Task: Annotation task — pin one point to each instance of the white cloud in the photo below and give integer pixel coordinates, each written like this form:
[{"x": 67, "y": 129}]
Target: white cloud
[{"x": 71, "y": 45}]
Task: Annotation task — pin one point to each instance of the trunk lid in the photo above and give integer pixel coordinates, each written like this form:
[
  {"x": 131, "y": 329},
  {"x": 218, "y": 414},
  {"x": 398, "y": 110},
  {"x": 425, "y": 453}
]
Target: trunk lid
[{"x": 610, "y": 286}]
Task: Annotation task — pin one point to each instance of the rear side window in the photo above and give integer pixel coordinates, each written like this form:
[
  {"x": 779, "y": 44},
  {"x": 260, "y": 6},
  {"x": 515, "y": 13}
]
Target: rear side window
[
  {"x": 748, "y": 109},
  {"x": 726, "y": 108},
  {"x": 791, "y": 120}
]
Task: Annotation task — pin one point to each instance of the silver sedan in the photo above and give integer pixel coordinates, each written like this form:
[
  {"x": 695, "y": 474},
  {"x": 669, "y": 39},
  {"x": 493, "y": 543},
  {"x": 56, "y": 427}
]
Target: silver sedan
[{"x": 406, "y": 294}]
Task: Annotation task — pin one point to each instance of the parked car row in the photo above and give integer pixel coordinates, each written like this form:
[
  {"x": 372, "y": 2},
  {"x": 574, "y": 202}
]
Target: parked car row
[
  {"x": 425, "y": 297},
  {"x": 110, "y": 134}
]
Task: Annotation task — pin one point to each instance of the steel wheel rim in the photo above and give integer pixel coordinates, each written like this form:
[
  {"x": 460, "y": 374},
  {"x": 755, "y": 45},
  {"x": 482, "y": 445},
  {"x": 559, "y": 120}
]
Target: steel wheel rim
§
- **Given task**: Extract every record. Keep wording exact.

- **Task output**:
Task: Annotation task — pin one point to each instance of the white cloud in the photo below and give integer pixel coordinates, each written like this form:
[{"x": 67, "y": 129}]
Target: white cloud
[{"x": 71, "y": 45}]
Task: Annotation task — pin one point to each instance of the trunk lid in the photo above and give integer pixel coordinates, each written like this form:
[
  {"x": 131, "y": 329},
  {"x": 218, "y": 414},
  {"x": 398, "y": 110},
  {"x": 425, "y": 453}
]
Target: trunk lid
[{"x": 610, "y": 286}]
Task: Annotation task — pin one point to each instance of the rear side window in the photo above and give integer pixel coordinates, each written like this form:
[
  {"x": 779, "y": 44},
  {"x": 260, "y": 6},
  {"x": 515, "y": 13}
]
Target: rear side window
[
  {"x": 748, "y": 109},
  {"x": 726, "y": 108},
  {"x": 791, "y": 120}
]
Task: Annotation task — pin one point to each instance of the silver sedan in the photo above and give integer pixel coordinates, each written like this form:
[
  {"x": 695, "y": 474},
  {"x": 669, "y": 39},
  {"x": 493, "y": 543},
  {"x": 56, "y": 427}
]
Target: silver sedan
[{"x": 406, "y": 294}]
Task: Annotation task — pin one point to each instance of the parked car row in the photo above and give integer pixel coordinates, each written like this form:
[
  {"x": 372, "y": 2},
  {"x": 574, "y": 202}
]
Target: parked car row
[
  {"x": 425, "y": 297},
  {"x": 110, "y": 134}
]
Task: Annotation task — pin one point to each instance of the steel wheel rim in the photo above and give integer pixel coordinates, each written like this form:
[
  {"x": 460, "y": 374},
  {"x": 755, "y": 45},
  {"x": 482, "y": 445},
  {"x": 559, "y": 120}
]
Target: steel wheel rim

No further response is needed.